(Exercise passage begins)

Actors Naomie Harris, Mahershala Ali, Janelle Monae, Andre Holland, Trevante Rhodes and Alex Hibbert reunited with director Barry Jenkins on Thursday in Los Angeles to celebrate festival favorite Moonlight, which already has been garnering awards buzz.
The film follows the life of Chiron at different stages of his life: as a young boy (Hibbert) who seeks a stable home away from his drug-addicted mother (Harris), as a teenager (Ashton Sanders) who encounters school bullies suspicious of his homosexuality, and as an adult (Rhodes) who is still struggling to define his identity.
Despite the challenge of having three different actors portray the same character, Rhodes says that they did not collaborate on their performances.
“Barry was really adamant about not allowing us [to] do that so that we can depict how you can change so drastically throughout your life, particularly with this script, where there are such impacting moments in his life,” says the actor.

(Exercise passage ends)

* **What you need to do**
(a) Which actors does the Moonlight passage name as reuniting with director Barry Jenkins in Los Angeles?
(b) Duplicate the Moonlight passage between "The film follows" and "says the actor.", inclusive.
The listing has no connection to the Moonlight passage.

(Data for review begins)

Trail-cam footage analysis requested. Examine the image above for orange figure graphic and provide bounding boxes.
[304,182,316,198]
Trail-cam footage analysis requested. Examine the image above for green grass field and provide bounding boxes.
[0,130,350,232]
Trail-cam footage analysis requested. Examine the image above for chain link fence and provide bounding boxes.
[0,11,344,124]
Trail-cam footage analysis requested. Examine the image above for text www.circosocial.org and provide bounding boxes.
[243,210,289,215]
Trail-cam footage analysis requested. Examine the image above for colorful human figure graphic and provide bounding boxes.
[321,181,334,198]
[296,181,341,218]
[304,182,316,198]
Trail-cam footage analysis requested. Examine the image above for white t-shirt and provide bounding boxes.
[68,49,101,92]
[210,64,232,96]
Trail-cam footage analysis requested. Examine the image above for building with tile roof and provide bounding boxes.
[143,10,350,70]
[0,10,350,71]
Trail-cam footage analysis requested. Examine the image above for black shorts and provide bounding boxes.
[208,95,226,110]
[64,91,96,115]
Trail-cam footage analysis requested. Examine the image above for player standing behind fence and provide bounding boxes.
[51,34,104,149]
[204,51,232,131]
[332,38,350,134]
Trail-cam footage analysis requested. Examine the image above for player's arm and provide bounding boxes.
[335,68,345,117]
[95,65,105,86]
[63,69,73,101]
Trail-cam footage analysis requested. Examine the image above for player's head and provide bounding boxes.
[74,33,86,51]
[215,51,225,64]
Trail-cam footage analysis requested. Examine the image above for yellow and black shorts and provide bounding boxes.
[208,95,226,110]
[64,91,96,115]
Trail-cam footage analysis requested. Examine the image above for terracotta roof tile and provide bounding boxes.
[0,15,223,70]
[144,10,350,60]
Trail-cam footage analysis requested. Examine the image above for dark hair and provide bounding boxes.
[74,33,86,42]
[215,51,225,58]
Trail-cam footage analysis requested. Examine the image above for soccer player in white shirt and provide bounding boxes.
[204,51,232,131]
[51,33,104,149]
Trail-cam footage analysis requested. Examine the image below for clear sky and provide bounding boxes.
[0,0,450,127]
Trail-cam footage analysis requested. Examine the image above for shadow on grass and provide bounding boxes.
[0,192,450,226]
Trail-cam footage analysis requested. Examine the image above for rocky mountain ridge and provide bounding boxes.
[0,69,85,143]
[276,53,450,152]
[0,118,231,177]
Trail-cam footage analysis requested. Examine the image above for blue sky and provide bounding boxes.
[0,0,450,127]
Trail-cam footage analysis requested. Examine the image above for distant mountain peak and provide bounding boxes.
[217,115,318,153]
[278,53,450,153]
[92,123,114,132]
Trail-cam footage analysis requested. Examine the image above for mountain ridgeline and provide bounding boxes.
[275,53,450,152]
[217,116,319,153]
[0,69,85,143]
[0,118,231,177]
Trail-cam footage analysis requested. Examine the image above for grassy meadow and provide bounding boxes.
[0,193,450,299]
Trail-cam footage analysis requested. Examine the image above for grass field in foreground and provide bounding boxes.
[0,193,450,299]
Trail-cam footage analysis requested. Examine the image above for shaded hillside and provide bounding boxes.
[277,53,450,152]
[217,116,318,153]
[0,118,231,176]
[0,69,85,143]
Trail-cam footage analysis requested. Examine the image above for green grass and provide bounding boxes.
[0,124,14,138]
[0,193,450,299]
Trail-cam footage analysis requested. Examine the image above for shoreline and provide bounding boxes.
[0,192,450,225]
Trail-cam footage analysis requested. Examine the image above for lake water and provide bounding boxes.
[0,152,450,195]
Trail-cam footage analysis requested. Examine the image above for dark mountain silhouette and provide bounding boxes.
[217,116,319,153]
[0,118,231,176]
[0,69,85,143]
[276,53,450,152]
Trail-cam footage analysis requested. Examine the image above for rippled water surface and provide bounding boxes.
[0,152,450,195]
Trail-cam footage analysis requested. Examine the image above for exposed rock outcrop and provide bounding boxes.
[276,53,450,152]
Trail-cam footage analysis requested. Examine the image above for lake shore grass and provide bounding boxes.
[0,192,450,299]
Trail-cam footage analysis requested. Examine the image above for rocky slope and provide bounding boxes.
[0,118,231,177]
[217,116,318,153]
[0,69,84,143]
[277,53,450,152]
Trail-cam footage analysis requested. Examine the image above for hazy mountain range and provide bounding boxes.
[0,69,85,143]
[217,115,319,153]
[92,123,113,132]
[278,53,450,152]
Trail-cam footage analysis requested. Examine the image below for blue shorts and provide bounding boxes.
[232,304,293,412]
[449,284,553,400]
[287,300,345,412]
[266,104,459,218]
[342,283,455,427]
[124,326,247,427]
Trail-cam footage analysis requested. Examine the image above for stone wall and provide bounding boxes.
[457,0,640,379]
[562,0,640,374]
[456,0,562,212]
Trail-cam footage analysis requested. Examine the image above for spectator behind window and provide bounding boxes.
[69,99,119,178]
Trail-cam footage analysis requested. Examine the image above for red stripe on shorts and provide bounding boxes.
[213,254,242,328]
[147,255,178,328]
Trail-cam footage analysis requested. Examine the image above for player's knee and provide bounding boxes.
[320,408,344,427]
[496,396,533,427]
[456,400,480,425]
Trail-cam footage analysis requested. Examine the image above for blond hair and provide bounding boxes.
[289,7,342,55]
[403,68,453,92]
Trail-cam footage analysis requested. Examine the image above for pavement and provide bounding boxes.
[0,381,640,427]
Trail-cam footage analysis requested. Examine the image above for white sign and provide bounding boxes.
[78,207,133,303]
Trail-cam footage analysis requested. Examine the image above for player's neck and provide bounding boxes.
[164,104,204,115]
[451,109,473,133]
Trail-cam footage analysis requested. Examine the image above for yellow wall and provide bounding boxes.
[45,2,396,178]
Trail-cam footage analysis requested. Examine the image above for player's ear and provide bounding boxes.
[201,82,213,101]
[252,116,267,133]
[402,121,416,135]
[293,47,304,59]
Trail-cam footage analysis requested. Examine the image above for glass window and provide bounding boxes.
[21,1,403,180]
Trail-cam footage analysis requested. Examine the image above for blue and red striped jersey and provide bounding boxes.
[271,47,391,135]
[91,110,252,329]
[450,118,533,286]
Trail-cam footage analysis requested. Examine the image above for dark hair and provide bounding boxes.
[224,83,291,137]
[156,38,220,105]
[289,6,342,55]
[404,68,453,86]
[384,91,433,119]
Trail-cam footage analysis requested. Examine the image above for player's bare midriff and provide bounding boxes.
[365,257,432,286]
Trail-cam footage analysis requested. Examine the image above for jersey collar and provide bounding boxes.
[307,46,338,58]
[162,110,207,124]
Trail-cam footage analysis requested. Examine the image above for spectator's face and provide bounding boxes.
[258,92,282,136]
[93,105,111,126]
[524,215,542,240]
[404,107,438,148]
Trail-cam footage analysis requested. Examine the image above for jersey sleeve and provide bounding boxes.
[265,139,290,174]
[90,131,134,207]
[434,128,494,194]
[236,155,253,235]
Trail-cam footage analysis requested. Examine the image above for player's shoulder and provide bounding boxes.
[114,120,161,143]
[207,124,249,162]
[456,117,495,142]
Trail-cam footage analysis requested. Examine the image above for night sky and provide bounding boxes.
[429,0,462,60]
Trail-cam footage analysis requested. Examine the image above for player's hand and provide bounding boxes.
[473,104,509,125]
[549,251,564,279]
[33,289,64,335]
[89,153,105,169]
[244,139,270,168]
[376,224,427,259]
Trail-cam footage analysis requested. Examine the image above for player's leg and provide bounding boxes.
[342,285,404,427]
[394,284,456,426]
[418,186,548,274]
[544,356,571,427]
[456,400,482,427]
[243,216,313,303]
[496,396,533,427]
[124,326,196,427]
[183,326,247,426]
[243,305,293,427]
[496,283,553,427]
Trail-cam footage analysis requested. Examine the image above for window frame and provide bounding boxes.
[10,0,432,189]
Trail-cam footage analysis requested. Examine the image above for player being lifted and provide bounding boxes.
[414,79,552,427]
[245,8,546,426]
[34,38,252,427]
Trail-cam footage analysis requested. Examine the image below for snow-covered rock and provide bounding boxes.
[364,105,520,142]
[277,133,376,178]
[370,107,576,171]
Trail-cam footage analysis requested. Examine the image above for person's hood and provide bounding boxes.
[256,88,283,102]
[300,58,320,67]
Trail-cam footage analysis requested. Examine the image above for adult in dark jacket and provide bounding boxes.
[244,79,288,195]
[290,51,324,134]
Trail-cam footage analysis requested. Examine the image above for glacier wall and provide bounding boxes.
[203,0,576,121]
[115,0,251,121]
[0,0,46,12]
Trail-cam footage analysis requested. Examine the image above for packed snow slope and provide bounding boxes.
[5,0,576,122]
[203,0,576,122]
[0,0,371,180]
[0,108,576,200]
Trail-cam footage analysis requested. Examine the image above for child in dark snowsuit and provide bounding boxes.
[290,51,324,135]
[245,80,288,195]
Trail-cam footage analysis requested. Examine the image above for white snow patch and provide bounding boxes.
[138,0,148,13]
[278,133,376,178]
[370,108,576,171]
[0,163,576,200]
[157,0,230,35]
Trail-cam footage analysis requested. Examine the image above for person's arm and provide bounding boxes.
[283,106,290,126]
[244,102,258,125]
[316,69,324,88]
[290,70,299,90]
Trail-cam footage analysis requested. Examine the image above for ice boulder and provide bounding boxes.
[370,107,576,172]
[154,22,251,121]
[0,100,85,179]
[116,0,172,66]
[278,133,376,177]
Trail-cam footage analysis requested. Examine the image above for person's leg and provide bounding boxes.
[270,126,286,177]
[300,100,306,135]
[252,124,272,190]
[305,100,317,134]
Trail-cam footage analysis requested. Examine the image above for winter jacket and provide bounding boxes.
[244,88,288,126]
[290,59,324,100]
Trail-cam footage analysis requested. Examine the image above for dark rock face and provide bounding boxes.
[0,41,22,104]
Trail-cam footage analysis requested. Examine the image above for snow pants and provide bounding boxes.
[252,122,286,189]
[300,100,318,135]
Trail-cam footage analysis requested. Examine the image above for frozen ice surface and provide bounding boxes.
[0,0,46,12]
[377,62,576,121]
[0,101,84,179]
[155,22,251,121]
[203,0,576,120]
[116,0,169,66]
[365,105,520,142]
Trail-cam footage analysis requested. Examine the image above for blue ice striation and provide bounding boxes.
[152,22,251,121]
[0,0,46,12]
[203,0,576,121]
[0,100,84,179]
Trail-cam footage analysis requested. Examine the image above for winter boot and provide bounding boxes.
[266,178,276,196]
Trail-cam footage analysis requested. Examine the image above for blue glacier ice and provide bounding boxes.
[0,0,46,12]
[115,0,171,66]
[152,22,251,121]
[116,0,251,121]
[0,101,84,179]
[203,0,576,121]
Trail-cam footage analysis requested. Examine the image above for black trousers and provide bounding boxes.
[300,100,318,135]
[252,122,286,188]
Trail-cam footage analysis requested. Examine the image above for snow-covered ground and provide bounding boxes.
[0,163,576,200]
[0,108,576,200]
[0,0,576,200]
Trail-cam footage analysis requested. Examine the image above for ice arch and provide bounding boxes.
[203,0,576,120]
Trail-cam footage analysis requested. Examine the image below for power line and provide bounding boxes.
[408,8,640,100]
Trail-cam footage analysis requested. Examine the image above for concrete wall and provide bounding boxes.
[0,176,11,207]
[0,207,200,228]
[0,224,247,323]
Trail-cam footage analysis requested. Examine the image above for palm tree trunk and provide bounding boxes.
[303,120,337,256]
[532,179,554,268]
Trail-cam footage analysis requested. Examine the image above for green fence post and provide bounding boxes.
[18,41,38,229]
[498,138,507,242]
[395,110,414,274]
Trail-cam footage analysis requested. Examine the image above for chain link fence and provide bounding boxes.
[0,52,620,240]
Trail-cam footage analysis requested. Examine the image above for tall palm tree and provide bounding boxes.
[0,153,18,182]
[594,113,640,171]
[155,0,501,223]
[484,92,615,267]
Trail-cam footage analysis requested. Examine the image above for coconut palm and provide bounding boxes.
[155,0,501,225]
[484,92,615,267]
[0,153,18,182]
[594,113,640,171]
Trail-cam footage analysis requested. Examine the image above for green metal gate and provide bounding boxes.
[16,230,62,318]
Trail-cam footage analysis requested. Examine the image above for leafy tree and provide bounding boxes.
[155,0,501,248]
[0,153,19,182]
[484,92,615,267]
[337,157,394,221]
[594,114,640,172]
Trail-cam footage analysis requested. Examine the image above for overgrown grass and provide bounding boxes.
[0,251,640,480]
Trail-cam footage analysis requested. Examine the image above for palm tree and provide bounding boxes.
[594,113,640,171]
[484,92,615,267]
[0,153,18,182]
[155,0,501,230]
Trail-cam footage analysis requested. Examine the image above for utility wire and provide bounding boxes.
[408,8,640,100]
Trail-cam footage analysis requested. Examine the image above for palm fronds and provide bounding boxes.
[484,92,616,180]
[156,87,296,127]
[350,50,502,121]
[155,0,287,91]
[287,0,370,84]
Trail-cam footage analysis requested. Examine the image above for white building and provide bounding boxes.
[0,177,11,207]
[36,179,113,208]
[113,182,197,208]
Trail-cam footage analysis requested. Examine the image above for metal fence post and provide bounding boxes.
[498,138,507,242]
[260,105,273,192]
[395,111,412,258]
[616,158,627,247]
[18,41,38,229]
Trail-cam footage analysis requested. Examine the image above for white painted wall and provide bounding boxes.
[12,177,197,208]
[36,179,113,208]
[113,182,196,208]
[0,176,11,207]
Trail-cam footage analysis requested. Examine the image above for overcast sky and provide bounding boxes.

(Data for review ends)

* **Activity answers**
(a) Naomie Harris, Mahershala Ali, Janelle Monae, Andre Holland, Trevante Rhodes, Alex Hibbert

(b)
The film follows the life of Chiron at different stages of his life: as a young boy (Hibbert) who seeks a stable home away from his drug-addicted mother (Harris), as a teenager (Ashton Sanders) who encounters school bullies suspicious of his homosexuality, and as an adult (Rhodes) who is still struggling to define his identity.
Despite the challenge of having three different actors portray the same character, Rhodes says that they did not collaborate on their performances.
“Barry was really adamant about not allowing us [to] do that so that we can depict how you can change so drastically throughout your life, particularly with this script, where there are such impacting moments in his life,” says the actor.